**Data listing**
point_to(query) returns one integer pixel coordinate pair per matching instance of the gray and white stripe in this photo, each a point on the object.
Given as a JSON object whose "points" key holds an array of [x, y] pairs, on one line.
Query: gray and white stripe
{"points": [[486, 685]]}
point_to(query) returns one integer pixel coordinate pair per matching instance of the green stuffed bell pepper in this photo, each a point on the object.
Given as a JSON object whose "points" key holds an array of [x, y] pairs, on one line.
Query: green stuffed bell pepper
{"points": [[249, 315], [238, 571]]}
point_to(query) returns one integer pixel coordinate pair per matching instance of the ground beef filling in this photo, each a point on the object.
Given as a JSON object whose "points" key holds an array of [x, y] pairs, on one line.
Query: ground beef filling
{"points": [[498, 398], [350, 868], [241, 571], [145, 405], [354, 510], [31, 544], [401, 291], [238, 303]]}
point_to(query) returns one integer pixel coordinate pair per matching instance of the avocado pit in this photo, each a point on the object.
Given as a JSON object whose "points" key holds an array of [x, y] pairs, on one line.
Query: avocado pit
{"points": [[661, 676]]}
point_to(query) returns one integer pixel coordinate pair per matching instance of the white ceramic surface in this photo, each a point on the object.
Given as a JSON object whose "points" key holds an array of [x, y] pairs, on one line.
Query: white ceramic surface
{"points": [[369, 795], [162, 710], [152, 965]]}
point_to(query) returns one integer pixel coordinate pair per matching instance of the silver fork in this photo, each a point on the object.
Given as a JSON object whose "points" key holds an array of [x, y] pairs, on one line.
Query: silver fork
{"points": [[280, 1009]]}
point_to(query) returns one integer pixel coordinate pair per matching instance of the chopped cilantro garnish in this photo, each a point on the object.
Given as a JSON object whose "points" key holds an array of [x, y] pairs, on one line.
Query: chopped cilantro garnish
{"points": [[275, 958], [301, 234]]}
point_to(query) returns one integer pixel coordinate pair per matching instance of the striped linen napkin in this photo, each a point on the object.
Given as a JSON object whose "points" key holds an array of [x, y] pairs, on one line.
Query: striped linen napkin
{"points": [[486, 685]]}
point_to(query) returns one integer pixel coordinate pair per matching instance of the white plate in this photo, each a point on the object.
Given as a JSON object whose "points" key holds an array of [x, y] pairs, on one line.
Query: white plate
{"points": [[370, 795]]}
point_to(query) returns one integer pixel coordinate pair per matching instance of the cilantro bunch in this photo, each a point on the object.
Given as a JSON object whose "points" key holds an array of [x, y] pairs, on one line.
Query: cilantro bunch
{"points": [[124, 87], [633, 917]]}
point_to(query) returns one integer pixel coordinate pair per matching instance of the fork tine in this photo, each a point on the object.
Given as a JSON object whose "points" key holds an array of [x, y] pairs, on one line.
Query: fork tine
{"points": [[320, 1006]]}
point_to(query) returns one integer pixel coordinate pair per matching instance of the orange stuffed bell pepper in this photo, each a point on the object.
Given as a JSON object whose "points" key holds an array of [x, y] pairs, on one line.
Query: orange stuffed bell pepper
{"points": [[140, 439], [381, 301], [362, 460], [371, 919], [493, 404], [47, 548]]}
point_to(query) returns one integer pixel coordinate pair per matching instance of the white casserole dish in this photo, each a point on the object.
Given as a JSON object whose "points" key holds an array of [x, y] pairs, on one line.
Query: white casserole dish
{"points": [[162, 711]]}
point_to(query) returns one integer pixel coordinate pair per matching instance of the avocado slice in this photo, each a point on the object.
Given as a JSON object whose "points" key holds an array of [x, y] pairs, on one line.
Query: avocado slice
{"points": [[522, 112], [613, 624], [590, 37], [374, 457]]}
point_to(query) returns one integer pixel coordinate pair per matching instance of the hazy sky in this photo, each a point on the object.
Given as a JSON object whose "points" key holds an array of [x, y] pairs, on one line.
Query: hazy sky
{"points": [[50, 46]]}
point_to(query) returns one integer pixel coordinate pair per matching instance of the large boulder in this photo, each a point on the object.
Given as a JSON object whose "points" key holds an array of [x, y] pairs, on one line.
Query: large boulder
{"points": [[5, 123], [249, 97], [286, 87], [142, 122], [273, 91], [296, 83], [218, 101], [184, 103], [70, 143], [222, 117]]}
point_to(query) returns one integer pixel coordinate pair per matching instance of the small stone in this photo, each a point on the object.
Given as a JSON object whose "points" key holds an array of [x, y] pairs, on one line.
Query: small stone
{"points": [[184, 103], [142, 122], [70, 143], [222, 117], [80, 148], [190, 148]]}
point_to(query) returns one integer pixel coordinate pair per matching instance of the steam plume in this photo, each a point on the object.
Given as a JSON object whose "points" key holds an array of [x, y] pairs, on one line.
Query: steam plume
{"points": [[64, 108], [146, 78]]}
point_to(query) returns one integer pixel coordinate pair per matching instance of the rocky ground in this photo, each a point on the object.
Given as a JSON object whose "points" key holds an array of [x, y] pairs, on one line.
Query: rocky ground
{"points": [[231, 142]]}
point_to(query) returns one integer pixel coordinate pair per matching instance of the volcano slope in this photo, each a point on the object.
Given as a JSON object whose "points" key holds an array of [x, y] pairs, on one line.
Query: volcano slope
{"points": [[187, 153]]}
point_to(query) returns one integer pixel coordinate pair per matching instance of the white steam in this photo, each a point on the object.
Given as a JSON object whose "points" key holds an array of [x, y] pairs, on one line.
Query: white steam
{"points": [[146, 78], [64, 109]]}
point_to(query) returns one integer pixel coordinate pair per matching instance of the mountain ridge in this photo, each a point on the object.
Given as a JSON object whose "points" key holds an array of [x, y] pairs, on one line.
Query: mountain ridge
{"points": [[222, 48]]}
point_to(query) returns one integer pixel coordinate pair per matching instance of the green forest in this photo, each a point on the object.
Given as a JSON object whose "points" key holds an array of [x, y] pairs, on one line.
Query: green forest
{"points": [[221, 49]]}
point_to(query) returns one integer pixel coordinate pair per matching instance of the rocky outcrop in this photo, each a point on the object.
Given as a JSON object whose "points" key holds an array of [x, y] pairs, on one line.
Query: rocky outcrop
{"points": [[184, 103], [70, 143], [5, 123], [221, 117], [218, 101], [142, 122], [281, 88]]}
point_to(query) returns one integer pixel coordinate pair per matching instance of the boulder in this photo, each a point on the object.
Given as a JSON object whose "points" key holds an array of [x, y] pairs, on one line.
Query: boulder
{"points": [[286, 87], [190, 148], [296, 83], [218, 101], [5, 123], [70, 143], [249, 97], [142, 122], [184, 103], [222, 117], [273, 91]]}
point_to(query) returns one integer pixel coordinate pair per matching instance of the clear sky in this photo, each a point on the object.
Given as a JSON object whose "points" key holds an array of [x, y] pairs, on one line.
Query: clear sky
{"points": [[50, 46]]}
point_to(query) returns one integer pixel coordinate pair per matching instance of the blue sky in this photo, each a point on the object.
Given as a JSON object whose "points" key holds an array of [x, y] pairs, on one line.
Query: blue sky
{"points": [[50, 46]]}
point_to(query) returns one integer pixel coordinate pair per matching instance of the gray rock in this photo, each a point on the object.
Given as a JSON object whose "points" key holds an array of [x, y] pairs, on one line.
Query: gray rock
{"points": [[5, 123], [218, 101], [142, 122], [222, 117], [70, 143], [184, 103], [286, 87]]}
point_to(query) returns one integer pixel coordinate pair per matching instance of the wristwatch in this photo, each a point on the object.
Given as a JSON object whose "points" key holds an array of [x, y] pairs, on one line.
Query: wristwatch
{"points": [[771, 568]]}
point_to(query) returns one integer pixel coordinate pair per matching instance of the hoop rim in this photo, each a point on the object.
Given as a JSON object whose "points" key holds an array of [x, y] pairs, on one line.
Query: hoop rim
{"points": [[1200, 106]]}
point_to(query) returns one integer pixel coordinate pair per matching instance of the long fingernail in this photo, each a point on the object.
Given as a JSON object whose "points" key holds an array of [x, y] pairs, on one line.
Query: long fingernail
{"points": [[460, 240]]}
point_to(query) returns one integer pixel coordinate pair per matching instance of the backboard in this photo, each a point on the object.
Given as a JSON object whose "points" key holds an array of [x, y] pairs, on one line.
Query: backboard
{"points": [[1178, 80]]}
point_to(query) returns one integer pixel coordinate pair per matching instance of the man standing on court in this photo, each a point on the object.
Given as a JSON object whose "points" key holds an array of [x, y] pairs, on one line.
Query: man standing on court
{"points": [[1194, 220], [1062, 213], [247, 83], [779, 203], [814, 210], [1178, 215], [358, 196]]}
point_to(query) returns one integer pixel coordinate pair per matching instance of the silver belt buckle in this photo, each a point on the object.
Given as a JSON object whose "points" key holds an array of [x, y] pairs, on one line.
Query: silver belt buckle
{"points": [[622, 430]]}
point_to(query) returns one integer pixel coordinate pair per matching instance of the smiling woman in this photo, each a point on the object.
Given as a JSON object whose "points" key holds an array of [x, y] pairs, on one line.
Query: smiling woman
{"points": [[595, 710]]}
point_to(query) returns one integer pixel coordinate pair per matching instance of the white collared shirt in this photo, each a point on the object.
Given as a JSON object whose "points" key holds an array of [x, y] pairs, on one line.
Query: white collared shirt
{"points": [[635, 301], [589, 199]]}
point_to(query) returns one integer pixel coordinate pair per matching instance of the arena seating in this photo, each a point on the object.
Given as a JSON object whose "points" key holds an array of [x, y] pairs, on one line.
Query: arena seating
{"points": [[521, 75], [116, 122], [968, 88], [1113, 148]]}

**DIRECTIVE**
Return, unchanged, each line from the line containing "the white collared" through the last line of the material.

**THE SOLUTION**
point_to(query) returns one integer pixel coordinate pair per matching instance of the white collared shirt in this photo, each a point on the object.
Given as a JSON object whose "points" key holds an array of [x, y] pairs, on one line.
Query: white collared shirt
{"points": [[635, 301], [589, 199]]}
point_to(query) returns one integer pixel coordinate pair per matching instance of the arena seating in this photo, each a point on the object.
Given as a JSON object whose "points" key holds an array of [x, y] pairs, on one line.
Query: arena seating
{"points": [[521, 75], [116, 122], [968, 88], [1113, 148]]}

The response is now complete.